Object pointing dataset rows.
·····

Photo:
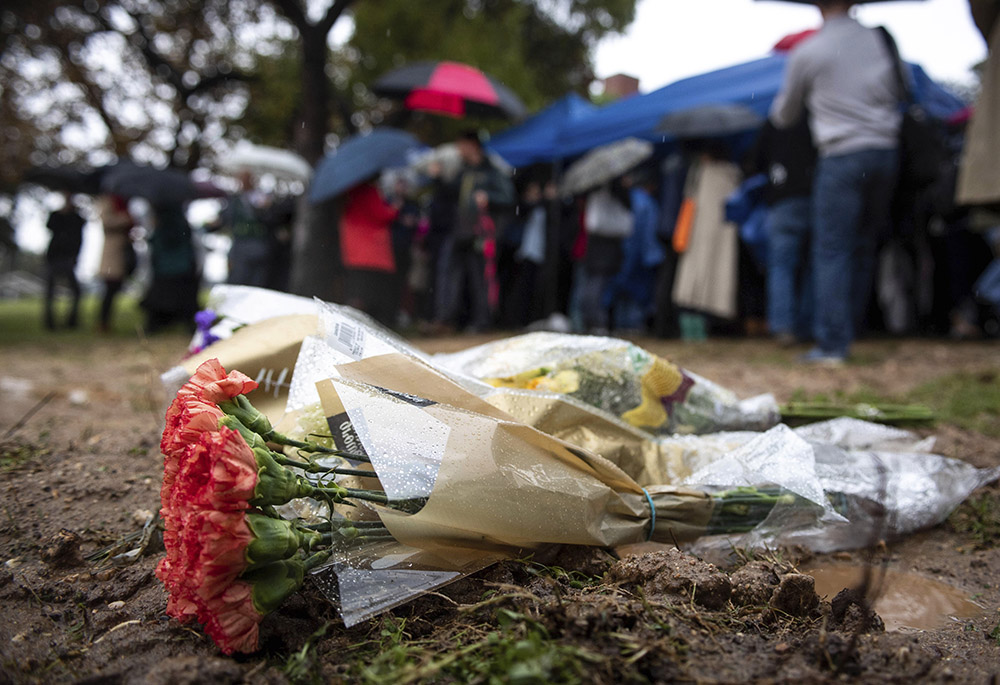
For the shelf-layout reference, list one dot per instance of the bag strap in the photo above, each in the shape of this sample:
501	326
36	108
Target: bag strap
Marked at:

·····

WHAT YOU HAVE TO DO. Reproduce the entries above line for line, omitting the pictures.

CORRECT RESPONSE.
Photo:
For the shelf-layout reference, list one dot per instance of the bag strap in the photo above, each in the shape of this sample:
501	326
36	108
Target: bag strap
Marked at:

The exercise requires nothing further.